● Short problem
List every calendar date that appears in the Tau Day post.

● Article
· · · ·
Happy Tau Day!
June 28, 2011 11 Comments
I almost missed the chance to promote Tau Day! Many of you probably know about Pi Day, held on March 14th. At my high school we used to bring in pies to the math room and eat them at 1:59PM in a glorious (and delicious) celebration of mathematics. But the inimitable Vi Hart lobs an objection: using Pi often doesn’t make as much sense as using Tau, the ratio of the circumference of a circle over its RADIUS.
Thus, we need a new day in celebration of the more-useful Tau:
Seeing as Tau is approximately 6.28 and today is June 28th, have yourself a great Tau Day and enjoy two pi(e)s! While you’re eating, you can go check out more of Vi Hart’s work – she does a fantastic job showing how much fun math can be. We need more voices like hers, and I’ll be sure to post more of her videos!
I … never thought of that! I’ll have some tau tonight in honor of the occasion. By the way, are you looking forward to the opening of the mathematics museum in Manhattan in a few years?
Yes. A hundred times, yes. I love math presented in a fun way and can’t wait to see MoMath!
· · · ·
● Listed records
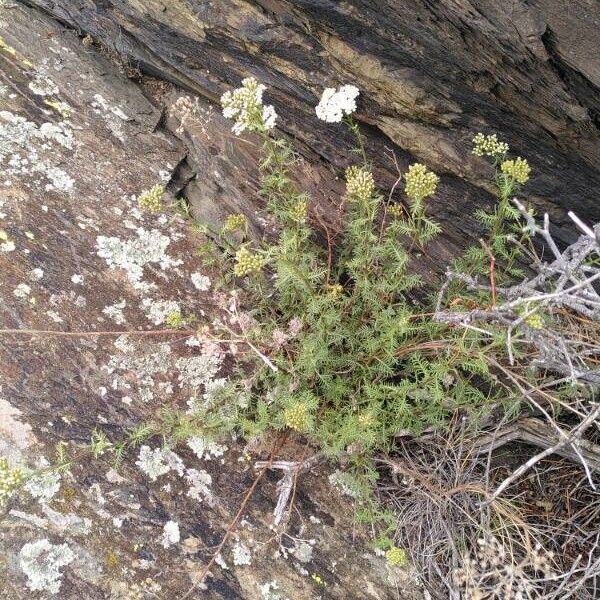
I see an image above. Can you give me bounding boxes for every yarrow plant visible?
[315,85,360,123]
[191,79,544,516]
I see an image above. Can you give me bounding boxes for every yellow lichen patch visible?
[385,546,408,567]
[0,37,17,56]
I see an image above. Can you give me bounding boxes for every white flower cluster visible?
[315,85,360,123]
[19,539,75,594]
[221,77,277,135]
[162,521,181,548]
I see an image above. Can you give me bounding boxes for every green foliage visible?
[193,120,522,510]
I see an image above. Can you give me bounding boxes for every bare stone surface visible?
[21,0,600,253]
[0,2,420,600]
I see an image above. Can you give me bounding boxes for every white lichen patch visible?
[19,538,75,594]
[141,298,181,325]
[328,469,359,498]
[190,272,210,292]
[162,521,181,548]
[28,73,59,96]
[231,542,252,566]
[13,283,31,299]
[96,227,182,289]
[0,110,74,192]
[187,435,227,460]
[175,353,224,388]
[259,580,283,600]
[135,445,185,481]
[185,469,216,506]
[25,467,61,503]
[102,299,127,325]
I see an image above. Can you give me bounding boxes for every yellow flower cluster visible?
[358,413,375,429]
[387,204,404,218]
[525,313,544,329]
[290,200,308,223]
[404,163,440,200]
[385,546,408,567]
[325,283,344,296]
[500,156,531,184]
[473,133,508,158]
[283,402,308,431]
[233,248,264,277]
[223,213,248,231]
[0,456,25,509]
[138,185,165,215]
[165,310,186,329]
[346,165,375,200]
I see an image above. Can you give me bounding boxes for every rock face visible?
[0,0,600,600]
[0,2,419,600]
[17,0,600,258]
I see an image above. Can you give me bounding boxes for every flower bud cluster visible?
[346,166,375,200]
[315,85,360,123]
[0,456,25,509]
[500,156,531,185]
[404,163,439,200]
[283,402,308,431]
[473,133,508,158]
[233,248,264,277]
[221,77,277,135]
[223,213,248,231]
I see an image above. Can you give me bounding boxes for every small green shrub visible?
[188,79,529,496]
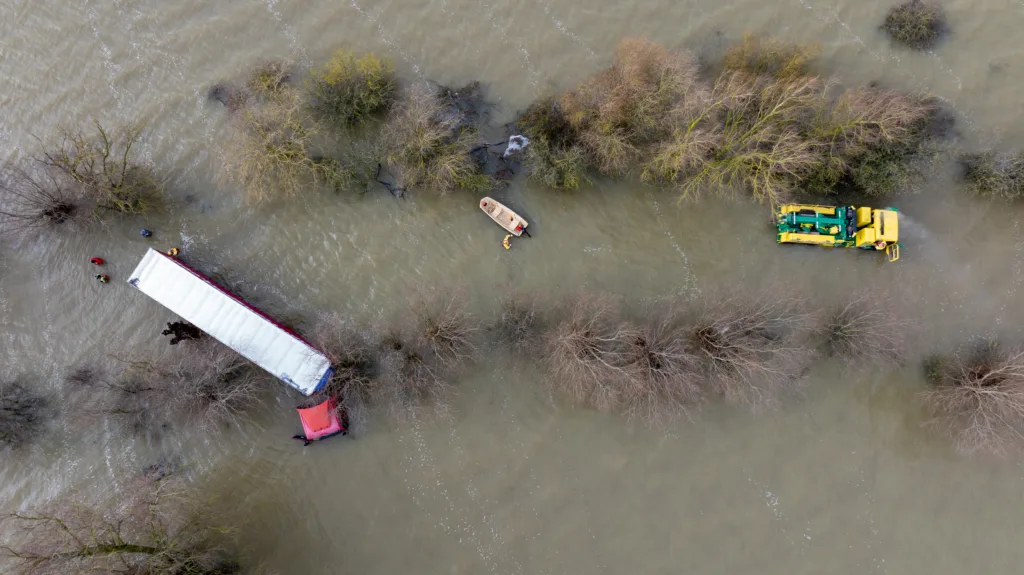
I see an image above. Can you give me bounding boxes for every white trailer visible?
[128,249,332,396]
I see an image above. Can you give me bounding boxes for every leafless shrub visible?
[0,380,52,447]
[560,38,699,176]
[0,167,87,233]
[161,342,272,431]
[416,295,479,366]
[383,85,494,193]
[372,330,454,421]
[823,295,908,365]
[39,122,164,216]
[313,314,378,408]
[688,294,811,408]
[0,480,240,575]
[923,343,1024,454]
[495,292,541,352]
[622,309,705,428]
[544,295,637,411]
[246,59,292,98]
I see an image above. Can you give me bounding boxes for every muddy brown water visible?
[0,0,1024,574]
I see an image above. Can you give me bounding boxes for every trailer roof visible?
[128,249,331,395]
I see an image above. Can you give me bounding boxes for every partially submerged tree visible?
[39,121,164,217]
[882,0,946,50]
[0,168,86,233]
[383,85,495,193]
[924,342,1024,454]
[0,479,241,575]
[688,294,812,408]
[822,295,908,366]
[961,150,1024,201]
[73,339,271,434]
[0,379,51,447]
[308,50,398,129]
[224,84,351,203]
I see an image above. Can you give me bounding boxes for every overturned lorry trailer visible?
[128,249,332,396]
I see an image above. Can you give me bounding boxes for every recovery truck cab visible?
[775,204,899,262]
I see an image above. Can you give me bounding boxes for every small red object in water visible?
[297,399,345,441]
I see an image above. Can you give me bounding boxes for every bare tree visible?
[494,292,543,353]
[622,306,705,428]
[39,121,163,215]
[544,295,637,411]
[689,293,812,408]
[0,480,240,575]
[923,343,1024,454]
[0,167,83,233]
[67,340,272,434]
[415,294,479,367]
[823,294,909,365]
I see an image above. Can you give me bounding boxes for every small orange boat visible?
[480,197,529,237]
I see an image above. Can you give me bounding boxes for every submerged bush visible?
[722,36,817,78]
[0,163,86,233]
[882,0,946,50]
[223,75,354,203]
[961,151,1024,200]
[924,343,1024,454]
[247,60,292,97]
[39,122,164,217]
[0,380,50,447]
[823,295,907,366]
[383,86,494,193]
[688,294,812,408]
[309,50,398,128]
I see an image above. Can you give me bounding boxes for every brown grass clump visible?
[823,296,907,365]
[416,296,479,367]
[308,50,398,128]
[38,121,164,217]
[559,38,699,176]
[722,36,818,78]
[688,294,812,408]
[0,380,52,447]
[882,0,946,50]
[383,85,494,193]
[924,343,1024,454]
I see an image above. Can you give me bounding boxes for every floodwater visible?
[0,0,1024,575]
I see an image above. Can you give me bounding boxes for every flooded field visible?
[0,0,1024,575]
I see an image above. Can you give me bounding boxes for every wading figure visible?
[160,321,203,346]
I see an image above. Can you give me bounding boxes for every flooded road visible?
[0,0,1024,575]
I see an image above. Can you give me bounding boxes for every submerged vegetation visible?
[308,50,398,128]
[518,38,937,204]
[0,479,242,575]
[924,342,1024,454]
[961,150,1024,200]
[882,0,946,50]
[0,380,51,449]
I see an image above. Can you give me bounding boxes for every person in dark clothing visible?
[160,321,203,346]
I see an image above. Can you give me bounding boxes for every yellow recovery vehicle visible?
[775,204,899,262]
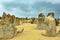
· · · ·
● Finished task
- June 28, 2011
- March 14th
- June 28th